═══ Testo da leggere

Carla Barbati, giurista del suo tempo

di Marco Cammelli [*]

Non è facile ricordare chi ci ha lasciato, ma con Carla Barbati (settembre 2023) è diverso perché il pensiero rivolto a lei ci rimanda l’immagine luminosa di un volto sorridente e determinato, di una energia forte, della apertura e disponibilità verso gli altri, di una solidità pronta a raccogliere sfide e impegni: alcune volte con decisione, altre con dolcezza, sempre con serietà e lealtà. Per questo con Carla è diverso ed è bello riandare ai tanti momenti, spesso condivisi, della sua vita di studi, di ricerca, di impegno nelle istituzioni. E questo vale anche per il suo ultimo anno di vita compresa la fase più dura. La parola, la franchezza, il senso di dignità e l’amore per la bellezza sono stati tali fino all’ultimo. Anche dopo, nel rito funebre che aveva scelto di persona precisandone anche i particolari: ricco di fede e di arte, semplice e privo del resto.

Per questo, per quello che è stata e per come ha intensamente vissuto il mondo dell’università, della ricerca e delle istituzioni (cioè, il nostro mondo), vorrei aggiungere qualche parola al ricordo che con grande affetto e garbo ne è stato fatto da altri [1], soffermandomi sulle ragioni per le quali negli anni la sua presenza e il suo apporto sono diventati (per noi e per tanti) sempre più significativi e riconosciuti. Fino a costituire, anche per l’impegno personale e diretto che vi ha profuso, un riferimento importante.

══════
═══ Dati dell'esercizio

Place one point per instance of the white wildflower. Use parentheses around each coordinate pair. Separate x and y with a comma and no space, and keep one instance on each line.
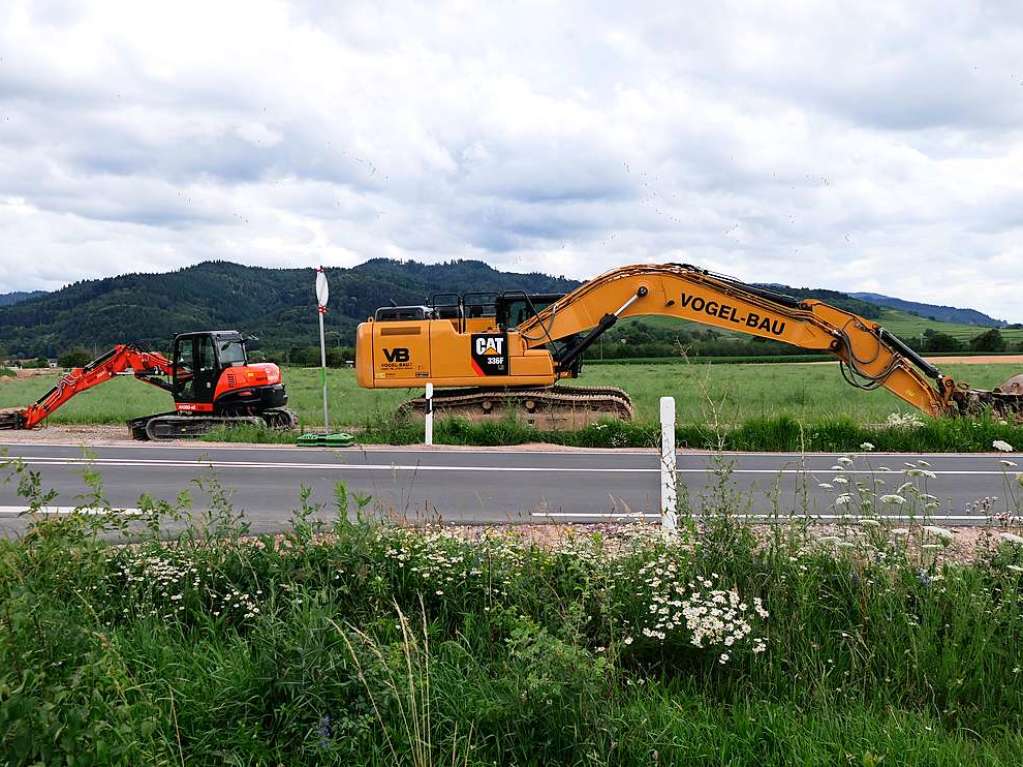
(940,533)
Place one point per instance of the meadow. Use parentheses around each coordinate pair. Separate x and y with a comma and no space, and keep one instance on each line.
(347,640)
(729,395)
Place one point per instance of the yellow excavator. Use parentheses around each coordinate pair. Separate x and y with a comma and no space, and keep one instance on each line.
(489,354)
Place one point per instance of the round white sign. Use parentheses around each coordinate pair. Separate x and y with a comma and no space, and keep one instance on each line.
(322,290)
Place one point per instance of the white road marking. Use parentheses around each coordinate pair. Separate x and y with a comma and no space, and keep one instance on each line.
(177,463)
(459,450)
(14,510)
(780,517)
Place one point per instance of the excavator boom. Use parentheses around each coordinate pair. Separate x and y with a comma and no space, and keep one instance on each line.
(146,366)
(871,356)
(488,356)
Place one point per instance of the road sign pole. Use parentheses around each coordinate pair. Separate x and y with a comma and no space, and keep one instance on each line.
(430,414)
(669,492)
(322,296)
(326,416)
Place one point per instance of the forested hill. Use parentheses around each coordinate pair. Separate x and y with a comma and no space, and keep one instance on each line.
(933,311)
(276,305)
(8,299)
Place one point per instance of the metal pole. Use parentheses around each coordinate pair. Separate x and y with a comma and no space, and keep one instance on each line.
(669,493)
(430,414)
(326,417)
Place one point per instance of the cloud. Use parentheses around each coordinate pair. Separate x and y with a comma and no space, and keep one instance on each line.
(863,147)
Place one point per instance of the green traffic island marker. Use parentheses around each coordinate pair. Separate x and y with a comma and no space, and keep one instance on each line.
(339,439)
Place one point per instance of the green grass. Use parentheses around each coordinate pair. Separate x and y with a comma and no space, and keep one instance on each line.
(381,645)
(903,324)
(729,394)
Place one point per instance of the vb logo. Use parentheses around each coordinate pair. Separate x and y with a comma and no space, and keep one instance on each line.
(396,355)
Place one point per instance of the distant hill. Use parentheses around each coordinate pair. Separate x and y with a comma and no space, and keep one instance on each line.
(9,299)
(276,305)
(933,311)
(848,302)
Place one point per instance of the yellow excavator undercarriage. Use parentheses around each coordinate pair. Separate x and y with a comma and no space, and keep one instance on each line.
(488,355)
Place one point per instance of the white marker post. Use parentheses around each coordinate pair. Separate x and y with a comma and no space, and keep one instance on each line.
(430,414)
(322,295)
(669,493)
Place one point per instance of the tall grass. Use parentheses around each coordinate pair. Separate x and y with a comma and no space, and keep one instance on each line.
(350,641)
(808,394)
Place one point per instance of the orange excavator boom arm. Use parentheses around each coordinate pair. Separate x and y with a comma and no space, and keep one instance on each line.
(871,357)
(146,366)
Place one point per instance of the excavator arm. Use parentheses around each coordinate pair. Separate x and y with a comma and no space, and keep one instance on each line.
(146,366)
(870,356)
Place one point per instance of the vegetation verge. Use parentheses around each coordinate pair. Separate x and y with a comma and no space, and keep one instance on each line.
(349,641)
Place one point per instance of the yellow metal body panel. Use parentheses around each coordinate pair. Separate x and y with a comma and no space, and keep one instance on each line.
(434,351)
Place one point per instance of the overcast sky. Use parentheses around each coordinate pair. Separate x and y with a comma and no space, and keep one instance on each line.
(855,145)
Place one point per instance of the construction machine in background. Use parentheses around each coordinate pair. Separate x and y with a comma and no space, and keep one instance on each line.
(491,355)
(210,377)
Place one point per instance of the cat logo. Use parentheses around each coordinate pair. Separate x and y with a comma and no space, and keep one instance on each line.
(489,345)
(489,356)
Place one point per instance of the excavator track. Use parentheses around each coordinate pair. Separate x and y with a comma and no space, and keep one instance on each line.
(543,407)
(174,425)
(11,419)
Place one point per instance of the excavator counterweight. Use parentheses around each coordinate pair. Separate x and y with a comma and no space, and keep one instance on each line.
(507,352)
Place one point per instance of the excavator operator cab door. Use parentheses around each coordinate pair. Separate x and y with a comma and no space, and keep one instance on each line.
(195,368)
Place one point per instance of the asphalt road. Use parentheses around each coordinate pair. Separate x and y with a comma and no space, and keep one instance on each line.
(487,486)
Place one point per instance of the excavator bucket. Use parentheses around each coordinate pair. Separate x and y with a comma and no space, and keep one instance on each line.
(11,418)
(1005,401)
(1013,386)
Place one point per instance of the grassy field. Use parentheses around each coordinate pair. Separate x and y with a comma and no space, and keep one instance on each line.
(383,645)
(731,394)
(903,324)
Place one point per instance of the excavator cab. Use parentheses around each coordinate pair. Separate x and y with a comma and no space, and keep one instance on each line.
(211,374)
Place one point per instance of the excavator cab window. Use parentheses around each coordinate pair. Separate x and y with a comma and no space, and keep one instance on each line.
(184,369)
(232,353)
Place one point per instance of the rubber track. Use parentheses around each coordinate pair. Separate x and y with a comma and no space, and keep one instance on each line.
(196,425)
(607,400)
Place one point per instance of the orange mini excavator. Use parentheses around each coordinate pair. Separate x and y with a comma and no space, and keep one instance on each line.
(210,377)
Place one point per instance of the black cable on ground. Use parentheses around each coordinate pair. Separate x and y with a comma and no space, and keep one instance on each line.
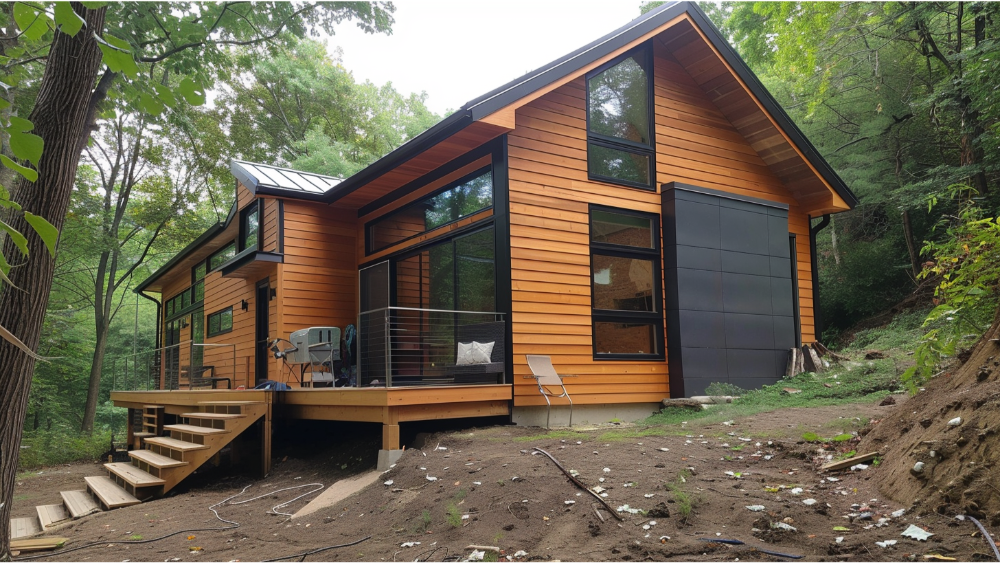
(302,556)
(986,535)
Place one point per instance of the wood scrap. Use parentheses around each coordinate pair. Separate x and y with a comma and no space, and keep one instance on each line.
(846,463)
(579,484)
(38,544)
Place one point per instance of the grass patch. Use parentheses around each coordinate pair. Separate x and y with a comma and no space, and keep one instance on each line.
(555,434)
(850,382)
(43,448)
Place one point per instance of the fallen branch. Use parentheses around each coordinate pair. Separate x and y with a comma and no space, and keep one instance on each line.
(579,484)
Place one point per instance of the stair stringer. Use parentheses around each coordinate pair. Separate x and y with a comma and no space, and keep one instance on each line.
(173,476)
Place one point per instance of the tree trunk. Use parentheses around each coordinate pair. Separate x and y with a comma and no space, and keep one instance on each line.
(94,388)
(59,117)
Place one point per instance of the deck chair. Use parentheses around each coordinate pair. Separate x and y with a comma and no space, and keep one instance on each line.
(546,377)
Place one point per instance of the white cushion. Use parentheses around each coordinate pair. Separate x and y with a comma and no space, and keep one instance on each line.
(465,356)
(482,352)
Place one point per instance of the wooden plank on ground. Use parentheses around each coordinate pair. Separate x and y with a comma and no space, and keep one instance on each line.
(79,503)
(24,527)
(846,463)
(109,493)
(51,514)
(38,544)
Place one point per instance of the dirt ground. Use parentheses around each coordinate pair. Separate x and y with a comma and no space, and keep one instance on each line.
(487,486)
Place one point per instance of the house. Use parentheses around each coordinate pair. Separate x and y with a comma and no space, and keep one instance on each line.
(639,210)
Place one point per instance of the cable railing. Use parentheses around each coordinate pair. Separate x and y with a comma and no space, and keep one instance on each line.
(185,365)
(403,346)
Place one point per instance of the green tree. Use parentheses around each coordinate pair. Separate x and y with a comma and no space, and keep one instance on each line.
(187,39)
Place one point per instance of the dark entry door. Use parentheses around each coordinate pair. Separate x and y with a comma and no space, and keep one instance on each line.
(261,331)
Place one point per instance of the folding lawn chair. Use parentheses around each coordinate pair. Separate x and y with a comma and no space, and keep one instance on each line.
(545,375)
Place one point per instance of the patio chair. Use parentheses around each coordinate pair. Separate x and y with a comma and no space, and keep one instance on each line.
(546,377)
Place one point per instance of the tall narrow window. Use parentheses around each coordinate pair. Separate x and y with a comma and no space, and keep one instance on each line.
(626,284)
(620,121)
(250,227)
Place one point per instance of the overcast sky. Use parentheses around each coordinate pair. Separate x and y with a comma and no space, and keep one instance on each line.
(457,50)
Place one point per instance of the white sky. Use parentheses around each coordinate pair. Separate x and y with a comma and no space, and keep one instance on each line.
(457,50)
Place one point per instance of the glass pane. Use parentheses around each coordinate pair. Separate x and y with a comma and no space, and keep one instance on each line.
(476,289)
(250,229)
(617,228)
(618,164)
(619,101)
(625,338)
(465,199)
(623,284)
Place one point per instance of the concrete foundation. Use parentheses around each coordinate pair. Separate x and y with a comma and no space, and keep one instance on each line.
(584,414)
(387,458)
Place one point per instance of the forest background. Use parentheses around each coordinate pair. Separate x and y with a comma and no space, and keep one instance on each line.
(900,96)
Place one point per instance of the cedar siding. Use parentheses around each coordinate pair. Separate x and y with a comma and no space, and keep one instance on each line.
(550,247)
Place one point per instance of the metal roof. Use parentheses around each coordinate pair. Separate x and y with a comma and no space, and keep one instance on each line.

══════

→ Compiti scritti:
a) Duplichi fedelmente il brano del testo in ricordo di Carla Barbati, cominciando dalle parole "di Marco Cammelli" e fermandosi dopo le parole "privo del resto.".
b) Indichi quante righe dell'elenco contengono la parola "tall", riportando soltanto il numero.

→ Risposte per compito:
a)
di Marco Cammelli [*]

Non è facile ricordare chi ci ha lasciato, ma con Carla Barbati (settembre 2023) è diverso perché il pensiero rivolto a lei ci rimanda l’immagine luminosa di un volto sorridente e determinato, di una energia forte, della apertura e disponibilità verso gli altri, di una solidità pronta a raccogliere sfide e impegni: alcune volte con decisione, altre con dolcezza, sempre con serietà e lealtà. Per questo con Carla è diverso ed è bello riandare ai tanti momenti, spesso condivisi, della sua vita di studi, di ricerca, di impegno nelle istituzioni. E questo vale anche per il suo ultimo anno di vita compresa la fase più dura. La parola, la franchezza, il senso di dignità e l’amore per la bellezza sono stati tali fino all’ultimo. Anche dopo, nel rito funebre che aveva scelto di persona precisandone anche i particolari: ricco di fede e di arte, semplice e privo del resto.

b) 2